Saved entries
────────

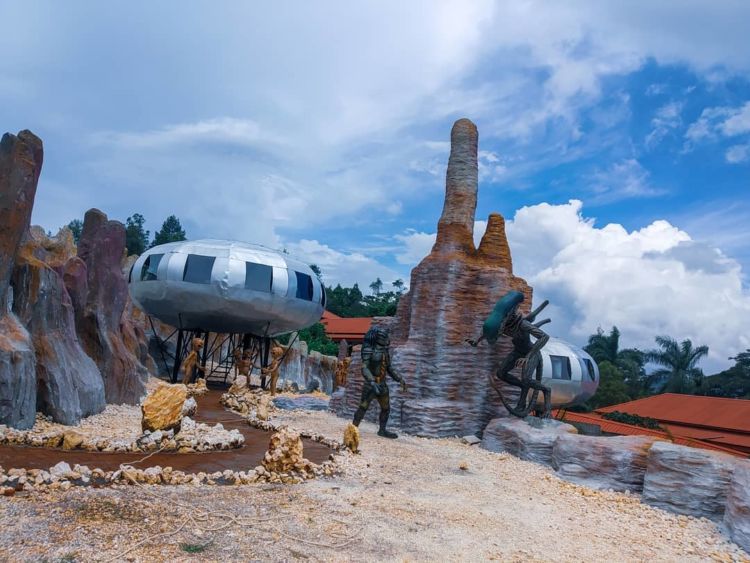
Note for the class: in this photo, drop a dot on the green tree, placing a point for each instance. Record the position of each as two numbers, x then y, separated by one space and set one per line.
612 389
171 231
679 372
76 227
136 237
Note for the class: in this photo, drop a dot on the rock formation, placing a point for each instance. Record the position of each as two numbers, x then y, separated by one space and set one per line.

────────

**Directions for this task**
Copy every line above word for word, leaving out the pictures.

**Task solution**
Note for the class: in this photo, drop a dot on the green tree, placing a point for each instance. Record the position of each as two numbers, x then y, separated by one space and set one per line.
612 389
171 231
679 372
76 227
136 237
Note for the class: in this photo, drop a dot on the rock formation, placing a point for each instance. Record the position of each as two numbers, x then y, separated by one space and set one per line.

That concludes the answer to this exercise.